## Task description:
Exact reproduction required: the lines below from the line with "For every instance of the parked" to the line with "Each pair is formatted like [1115, 169].", both ends included, and no others.

## Collected data entries:
================
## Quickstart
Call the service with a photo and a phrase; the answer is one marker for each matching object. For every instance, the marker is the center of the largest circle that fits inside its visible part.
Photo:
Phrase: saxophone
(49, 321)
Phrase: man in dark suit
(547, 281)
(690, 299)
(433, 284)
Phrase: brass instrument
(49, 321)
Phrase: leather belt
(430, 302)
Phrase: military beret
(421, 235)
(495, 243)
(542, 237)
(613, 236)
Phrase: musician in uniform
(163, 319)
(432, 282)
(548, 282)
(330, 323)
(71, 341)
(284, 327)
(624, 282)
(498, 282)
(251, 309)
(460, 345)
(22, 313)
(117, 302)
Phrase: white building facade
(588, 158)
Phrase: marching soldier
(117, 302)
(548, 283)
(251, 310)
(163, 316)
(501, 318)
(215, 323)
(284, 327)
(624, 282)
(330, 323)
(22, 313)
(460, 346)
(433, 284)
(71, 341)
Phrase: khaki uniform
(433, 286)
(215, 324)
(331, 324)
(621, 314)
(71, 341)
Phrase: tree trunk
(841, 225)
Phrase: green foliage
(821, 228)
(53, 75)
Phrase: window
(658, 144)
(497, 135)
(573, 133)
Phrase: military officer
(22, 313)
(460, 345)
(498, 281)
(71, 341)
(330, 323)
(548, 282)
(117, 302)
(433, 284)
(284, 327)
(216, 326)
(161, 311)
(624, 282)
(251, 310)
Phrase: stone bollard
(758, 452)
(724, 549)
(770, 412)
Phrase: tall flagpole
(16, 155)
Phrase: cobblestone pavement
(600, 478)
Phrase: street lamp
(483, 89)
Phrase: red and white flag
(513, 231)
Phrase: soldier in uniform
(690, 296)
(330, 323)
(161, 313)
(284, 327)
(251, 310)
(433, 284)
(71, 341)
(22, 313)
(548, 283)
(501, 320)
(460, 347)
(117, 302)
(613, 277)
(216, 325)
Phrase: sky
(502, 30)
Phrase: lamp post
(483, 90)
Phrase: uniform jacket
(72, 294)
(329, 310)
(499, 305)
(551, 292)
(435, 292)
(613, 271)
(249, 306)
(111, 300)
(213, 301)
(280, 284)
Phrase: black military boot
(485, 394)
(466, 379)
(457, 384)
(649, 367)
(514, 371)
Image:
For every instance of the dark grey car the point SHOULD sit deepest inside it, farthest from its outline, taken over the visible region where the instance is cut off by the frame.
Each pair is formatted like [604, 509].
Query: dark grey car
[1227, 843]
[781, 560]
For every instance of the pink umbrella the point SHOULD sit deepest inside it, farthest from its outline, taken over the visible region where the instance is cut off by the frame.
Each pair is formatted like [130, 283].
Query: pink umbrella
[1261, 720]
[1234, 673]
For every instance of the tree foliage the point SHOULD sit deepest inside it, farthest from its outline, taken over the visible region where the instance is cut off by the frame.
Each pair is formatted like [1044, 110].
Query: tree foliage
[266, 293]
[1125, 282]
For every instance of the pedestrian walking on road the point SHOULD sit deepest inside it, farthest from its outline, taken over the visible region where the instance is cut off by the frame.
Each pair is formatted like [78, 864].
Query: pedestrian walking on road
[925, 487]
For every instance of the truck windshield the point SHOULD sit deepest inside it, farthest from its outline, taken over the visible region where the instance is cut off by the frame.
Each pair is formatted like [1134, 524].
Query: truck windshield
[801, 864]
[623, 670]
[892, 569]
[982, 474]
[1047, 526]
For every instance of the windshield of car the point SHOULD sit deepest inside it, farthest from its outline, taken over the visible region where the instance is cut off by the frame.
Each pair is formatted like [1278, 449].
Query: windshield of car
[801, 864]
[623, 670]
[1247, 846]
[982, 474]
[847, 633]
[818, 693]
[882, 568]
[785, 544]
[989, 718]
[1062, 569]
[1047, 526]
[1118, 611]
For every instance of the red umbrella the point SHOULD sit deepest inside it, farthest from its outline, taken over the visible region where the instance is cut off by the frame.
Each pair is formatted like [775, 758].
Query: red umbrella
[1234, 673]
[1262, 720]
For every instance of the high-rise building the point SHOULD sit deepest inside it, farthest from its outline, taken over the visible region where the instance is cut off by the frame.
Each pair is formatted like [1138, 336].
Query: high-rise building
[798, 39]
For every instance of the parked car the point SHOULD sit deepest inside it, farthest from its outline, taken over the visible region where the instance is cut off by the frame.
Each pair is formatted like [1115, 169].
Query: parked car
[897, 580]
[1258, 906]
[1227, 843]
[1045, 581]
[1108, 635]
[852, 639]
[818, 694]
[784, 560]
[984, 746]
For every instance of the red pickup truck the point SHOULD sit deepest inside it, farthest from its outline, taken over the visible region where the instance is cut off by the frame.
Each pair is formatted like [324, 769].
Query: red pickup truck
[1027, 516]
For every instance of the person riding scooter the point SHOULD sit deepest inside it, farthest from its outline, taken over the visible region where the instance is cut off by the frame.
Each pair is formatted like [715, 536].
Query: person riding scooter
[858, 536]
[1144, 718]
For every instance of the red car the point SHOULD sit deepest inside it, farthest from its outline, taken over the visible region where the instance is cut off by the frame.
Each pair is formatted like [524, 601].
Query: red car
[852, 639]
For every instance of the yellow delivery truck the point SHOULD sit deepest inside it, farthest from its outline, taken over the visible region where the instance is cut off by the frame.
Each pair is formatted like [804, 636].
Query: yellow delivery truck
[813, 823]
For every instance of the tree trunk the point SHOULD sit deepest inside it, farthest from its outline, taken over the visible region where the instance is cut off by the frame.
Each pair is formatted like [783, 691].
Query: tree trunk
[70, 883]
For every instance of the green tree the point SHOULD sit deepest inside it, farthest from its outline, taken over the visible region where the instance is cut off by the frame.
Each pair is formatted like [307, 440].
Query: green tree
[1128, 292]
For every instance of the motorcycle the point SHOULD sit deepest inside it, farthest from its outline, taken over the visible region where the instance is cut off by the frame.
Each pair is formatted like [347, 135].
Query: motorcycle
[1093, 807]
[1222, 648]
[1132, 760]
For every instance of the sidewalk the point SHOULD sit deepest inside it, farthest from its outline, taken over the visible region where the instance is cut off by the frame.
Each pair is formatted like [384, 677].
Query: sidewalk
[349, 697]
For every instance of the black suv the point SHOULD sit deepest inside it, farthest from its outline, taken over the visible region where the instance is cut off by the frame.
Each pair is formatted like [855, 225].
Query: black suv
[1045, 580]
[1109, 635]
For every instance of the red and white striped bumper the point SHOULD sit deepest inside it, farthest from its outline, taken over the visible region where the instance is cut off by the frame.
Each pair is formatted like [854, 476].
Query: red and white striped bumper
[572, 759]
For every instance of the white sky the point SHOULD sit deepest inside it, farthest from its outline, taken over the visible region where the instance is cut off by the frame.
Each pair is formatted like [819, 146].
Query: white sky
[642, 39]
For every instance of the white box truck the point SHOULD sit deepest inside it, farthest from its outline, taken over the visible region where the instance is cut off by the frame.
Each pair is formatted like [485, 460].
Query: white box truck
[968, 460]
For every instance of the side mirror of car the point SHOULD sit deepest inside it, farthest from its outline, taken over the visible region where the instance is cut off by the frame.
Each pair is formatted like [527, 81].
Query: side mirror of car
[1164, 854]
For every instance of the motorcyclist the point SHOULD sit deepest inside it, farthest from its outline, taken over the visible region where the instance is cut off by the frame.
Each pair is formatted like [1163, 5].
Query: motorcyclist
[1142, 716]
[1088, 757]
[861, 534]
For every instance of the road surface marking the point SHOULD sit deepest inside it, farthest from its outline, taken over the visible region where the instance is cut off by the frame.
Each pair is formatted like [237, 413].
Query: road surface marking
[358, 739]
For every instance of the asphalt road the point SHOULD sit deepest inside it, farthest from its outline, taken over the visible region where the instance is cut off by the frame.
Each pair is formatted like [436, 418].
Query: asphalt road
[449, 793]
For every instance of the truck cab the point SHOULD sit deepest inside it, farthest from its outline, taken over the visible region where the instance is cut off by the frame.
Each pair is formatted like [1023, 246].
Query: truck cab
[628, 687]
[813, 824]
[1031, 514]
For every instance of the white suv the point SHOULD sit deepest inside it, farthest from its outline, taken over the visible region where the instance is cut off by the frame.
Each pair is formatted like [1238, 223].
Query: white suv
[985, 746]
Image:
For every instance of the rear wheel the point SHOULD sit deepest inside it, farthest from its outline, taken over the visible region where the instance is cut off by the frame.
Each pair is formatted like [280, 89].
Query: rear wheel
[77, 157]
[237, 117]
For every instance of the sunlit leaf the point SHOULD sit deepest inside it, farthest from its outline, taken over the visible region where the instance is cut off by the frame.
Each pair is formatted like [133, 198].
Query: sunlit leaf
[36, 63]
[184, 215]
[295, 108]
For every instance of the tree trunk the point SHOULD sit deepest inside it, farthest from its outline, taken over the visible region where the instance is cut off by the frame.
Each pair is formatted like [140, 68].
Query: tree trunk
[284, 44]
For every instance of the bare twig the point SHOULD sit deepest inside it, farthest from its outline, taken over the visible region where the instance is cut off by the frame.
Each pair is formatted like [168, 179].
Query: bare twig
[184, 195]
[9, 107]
================
## Response below:
For every instance of the parked car the point SHOULD sit deepest inside it, farthest from its outline, taken over the visible region where the instance is cut off by the frame.
Each pair is formatted like [1115, 169].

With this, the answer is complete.